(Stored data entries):
═══

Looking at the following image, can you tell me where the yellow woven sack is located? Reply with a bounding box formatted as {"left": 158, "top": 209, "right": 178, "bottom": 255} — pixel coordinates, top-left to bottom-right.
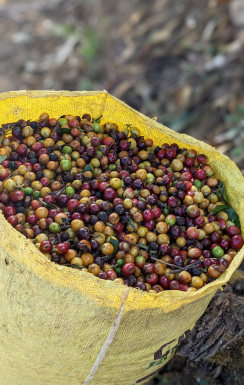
{"left": 0, "top": 90, "right": 243, "bottom": 385}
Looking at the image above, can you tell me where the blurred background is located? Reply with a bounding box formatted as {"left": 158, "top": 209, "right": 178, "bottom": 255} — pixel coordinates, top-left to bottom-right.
{"left": 0, "top": 0, "right": 243, "bottom": 384}
{"left": 0, "top": 0, "right": 244, "bottom": 173}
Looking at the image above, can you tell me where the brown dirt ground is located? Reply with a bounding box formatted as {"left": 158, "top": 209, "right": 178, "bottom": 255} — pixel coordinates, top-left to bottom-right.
{"left": 0, "top": 0, "right": 243, "bottom": 171}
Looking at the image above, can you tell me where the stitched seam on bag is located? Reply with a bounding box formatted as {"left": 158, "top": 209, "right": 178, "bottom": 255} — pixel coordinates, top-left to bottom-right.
{"left": 83, "top": 287, "right": 130, "bottom": 385}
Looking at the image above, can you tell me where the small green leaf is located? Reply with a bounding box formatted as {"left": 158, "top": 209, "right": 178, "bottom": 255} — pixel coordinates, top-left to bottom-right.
{"left": 211, "top": 205, "right": 229, "bottom": 214}
{"left": 57, "top": 126, "right": 72, "bottom": 134}
{"left": 219, "top": 183, "right": 229, "bottom": 204}
{"left": 214, "top": 182, "right": 229, "bottom": 204}
{"left": 128, "top": 218, "right": 136, "bottom": 230}
{"left": 84, "top": 163, "right": 93, "bottom": 172}
{"left": 137, "top": 243, "right": 149, "bottom": 250}
{"left": 65, "top": 262, "right": 85, "bottom": 270}
{"left": 105, "top": 222, "right": 113, "bottom": 227}
{"left": 108, "top": 236, "right": 119, "bottom": 254}
{"left": 222, "top": 188, "right": 229, "bottom": 204}
{"left": 211, "top": 205, "right": 240, "bottom": 228}
{"left": 216, "top": 191, "right": 222, "bottom": 200}
{"left": 226, "top": 208, "right": 240, "bottom": 229}
{"left": 0, "top": 155, "right": 7, "bottom": 164}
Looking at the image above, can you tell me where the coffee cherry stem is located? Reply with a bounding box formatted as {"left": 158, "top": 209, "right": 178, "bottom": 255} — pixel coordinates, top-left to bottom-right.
{"left": 39, "top": 198, "right": 58, "bottom": 210}
{"left": 170, "top": 260, "right": 203, "bottom": 273}
{"left": 55, "top": 186, "right": 67, "bottom": 196}
{"left": 213, "top": 265, "right": 225, "bottom": 273}
{"left": 50, "top": 186, "right": 66, "bottom": 198}
{"left": 138, "top": 196, "right": 146, "bottom": 202}
{"left": 151, "top": 257, "right": 185, "bottom": 271}
{"left": 93, "top": 114, "right": 103, "bottom": 123}
{"left": 205, "top": 187, "right": 223, "bottom": 197}
{"left": 151, "top": 257, "right": 202, "bottom": 273}
{"left": 60, "top": 224, "right": 71, "bottom": 230}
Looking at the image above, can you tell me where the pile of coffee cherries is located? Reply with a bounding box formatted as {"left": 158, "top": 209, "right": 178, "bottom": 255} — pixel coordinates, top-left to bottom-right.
{"left": 0, "top": 113, "right": 243, "bottom": 292}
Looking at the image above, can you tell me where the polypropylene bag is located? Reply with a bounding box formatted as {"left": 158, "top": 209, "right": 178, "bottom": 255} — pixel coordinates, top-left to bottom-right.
{"left": 0, "top": 90, "right": 243, "bottom": 385}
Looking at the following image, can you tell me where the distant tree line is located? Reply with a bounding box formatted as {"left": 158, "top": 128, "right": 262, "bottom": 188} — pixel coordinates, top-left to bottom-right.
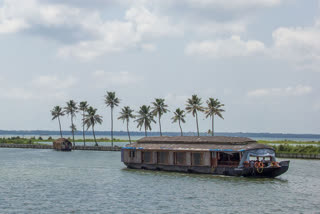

═══

(WORK INSTRUCTION):
Would you copy all of the data exactly? Keep the pictures out of it.

(EXERCISE SOLUTION):
Looking at the following image, can you tell me where the yellow woven sack is located? Reply with a bounding box formatted as {"left": 158, "top": 209, "right": 178, "bottom": 255} — pixel coordinates, top-left to bottom-right.
{"left": 0, "top": 90, "right": 243, "bottom": 385}
Looking at the image above, can you tell me where the blurred background is located? Reply with a bounding box formatted as {"left": 158, "top": 209, "right": 178, "bottom": 255} — pixel coordinates, top-left to bottom-right.
{"left": 0, "top": 0, "right": 243, "bottom": 384}
{"left": 0, "top": 0, "right": 244, "bottom": 173}
Looking at the image above, can you tell me where the brown dirt ground is located? Reply with a bounding box formatted as {"left": 158, "top": 209, "right": 178, "bottom": 255} — pixel coordinates, top-left to bottom-right.
{"left": 0, "top": 0, "right": 243, "bottom": 171}
Looking at the image above, can you tell me where the stitched seam on bag is located? Reply with a bounding box formatted as {"left": 158, "top": 209, "right": 178, "bottom": 255} — pixel coordinates, top-left to bottom-right.
{"left": 83, "top": 287, "right": 130, "bottom": 385}
Looking at the image above, can you tell me where the small green leaf is located? Reply with a bounding box formatted as {"left": 158, "top": 209, "right": 178, "bottom": 255} — pixel coordinates, top-left to bottom-right.
{"left": 211, "top": 205, "right": 229, "bottom": 214}
{"left": 57, "top": 126, "right": 72, "bottom": 134}
{"left": 219, "top": 183, "right": 229, "bottom": 204}
{"left": 214, "top": 182, "right": 229, "bottom": 204}
{"left": 128, "top": 218, "right": 136, "bottom": 230}
{"left": 84, "top": 163, "right": 93, "bottom": 172}
{"left": 137, "top": 243, "right": 149, "bottom": 250}
{"left": 65, "top": 262, "right": 85, "bottom": 270}
{"left": 105, "top": 222, "right": 113, "bottom": 227}
{"left": 108, "top": 236, "right": 119, "bottom": 254}
{"left": 222, "top": 188, "right": 229, "bottom": 204}
{"left": 211, "top": 205, "right": 240, "bottom": 228}
{"left": 216, "top": 191, "right": 222, "bottom": 200}
{"left": 226, "top": 208, "right": 240, "bottom": 229}
{"left": 0, "top": 155, "right": 7, "bottom": 164}
Looking at the image above, can you tell me where the coffee cherry stem is located? Reply with a bounding box formatted as {"left": 158, "top": 209, "right": 178, "bottom": 255} — pixel coordinates, top-left to bottom-right.
{"left": 39, "top": 198, "right": 58, "bottom": 210}
{"left": 170, "top": 260, "right": 203, "bottom": 273}
{"left": 55, "top": 186, "right": 67, "bottom": 196}
{"left": 213, "top": 265, "right": 225, "bottom": 273}
{"left": 50, "top": 186, "right": 66, "bottom": 198}
{"left": 138, "top": 196, "right": 146, "bottom": 202}
{"left": 151, "top": 257, "right": 185, "bottom": 271}
{"left": 93, "top": 114, "right": 103, "bottom": 123}
{"left": 205, "top": 187, "right": 223, "bottom": 197}
{"left": 151, "top": 257, "right": 202, "bottom": 273}
{"left": 60, "top": 224, "right": 71, "bottom": 230}
Looking at the image above, can you tell me where the pile of coffee cherries is located? Reply with a bounding box formatted as {"left": 158, "top": 209, "right": 178, "bottom": 255} — pixel coordinates, top-left to bottom-right.
{"left": 0, "top": 113, "right": 243, "bottom": 292}
Looking at the image above, can you tell me where the polypropylene bag is located? Reply with a bounding box formatted as {"left": 158, "top": 209, "right": 178, "bottom": 255} — pixel coordinates, top-left to bottom-right.
{"left": 0, "top": 90, "right": 243, "bottom": 385}
Looking at the following image, can you tell me where the distant tree line is located? Reply with a bounding box formatted as {"left": 158, "top": 128, "right": 262, "bottom": 188} — pixel coordinates, top-left to bottom-right.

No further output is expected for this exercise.